- EXTRACT PROVIDED -
= = =

The first series of Corona satellites were the Keyhole 1 (KH-1) satellites based on the Agena-A upper stage, which not only offered housing but whose engine provided attitude control in orbit. The KH-1 payload included the C (for Corona) single, vertical-looking, panoramic camera that scanned back and forth, exposing its film at a right angle to the line of flight. The camera, built by Fairchild Camera and Instrument with a f/5.0 aperture and 61 cm focal length, had a ground resolution of 12.9 m. Film was returned from orbit by a single General Electric Satellite Return Vehicle (SRV) constructed by General Electric. The SRV was equipped with an onboard small solid-fuel retromotor to deorbit at the end of the mission. Recovery of the capsule was done in mid-air by a specially equipped aircraft.

The Discoverer program began with a series of three test flights whose satellites carried no cameras, all launched in the first half of 1959. There followed eight operational Discoverer satellites, all of them partial or complete failures, though Discoverer 11, launched on 15 April 1960, carrying a new vacuum-resistant film, was the first mission on which the onboard camera worked properly. After the failure of Discoverer 11 on reentry, caused by the explosion of its spin motor, it was decided that the following mission would be a diagnostic flight to determine the causes of the various issues plaguing the program.

==Spacecraft==

The battery-powered satellite, like prior Discoverers, was housed in an Agena-A stage and composed of a satellite bus and SRV. Discoverer 12 was largely identical to Discoverer 8; however, instead of mounting the "C" (for Corona) surveillance camera, the SRV contained extra telemetry. The SRV included a doppler beacon and external lights for tracking purposes. The combination of bus and SRV weighted 781 kg, with the SRV alone weighing 136 kg Discoverer 12 also carried a newly developed gas motor for spin stabilization to replace the system that had caused the loss of Discoverer 11.

= = =

- COLLECTED MATERIAL -

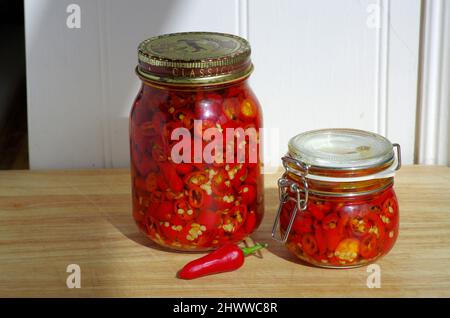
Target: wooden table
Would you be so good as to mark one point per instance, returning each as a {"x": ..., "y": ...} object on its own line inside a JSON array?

= = =

- APPLY WHAT YOU READ -
**A)** Please transcribe the Discoverer 12 satellite text from "The battery-powered satellite, like" to "of Discoverer 11.".
**B)** Pick up the text on the Discoverer 12 satellite after its final sentence and continue writing it.

- ANSWERS TO THE EXERCISES -
**A)**
The battery-powered satellite, like prior Discoverers, was housed in an Agena-A stage and composed of a satellite bus and SRV. Discoverer 12 was largely identical to Discoverer 8; however, instead of mounting the "C" (for Corona) surveillance camera, the SRV contained extra telemetry. The SRV included a doppler beacon and external lights for tracking purposes. The combination of bus and SRV weighted 781 kg, with the SRV alone weighing 136 kg Discoverer 12 also carried a newly developed gas motor for spin stabilization to replace the system that had caused the loss of Discoverer 11.

**B)**
==Mission==

Launch took place 29 Jun 1960 at 22:00:44 GMT from Vandenberg LC 75-3-4 by a Thor DM-21 Agena-A rocket. Booster performance was normal through the Thor burn. After staging and Agena ignition, a malfunction of the horizon sensor caused the Agena to point six degrees downward of where it should have been and as a result it fell into the Pacific Ocean instead of attaining orbit.

==Legacy==

Though Discoverer 12 was a loss, Corona engineers had confidence in the new spin motor as well as the previously demonstrated film. In fact, the following test mission, Discoverer 13, was a complete success and paved the way for the first fully successful flight, Discoverer 14, launched on August 18, 1960. The Corona program went on to comprise 145 flights in eight satellite series, the last mission launching on 25 May 1972. CORONA was declassified in 1995, and a formal acknowledgement of the existence of US reconnaissance programs, past and present, was issued in September 1996.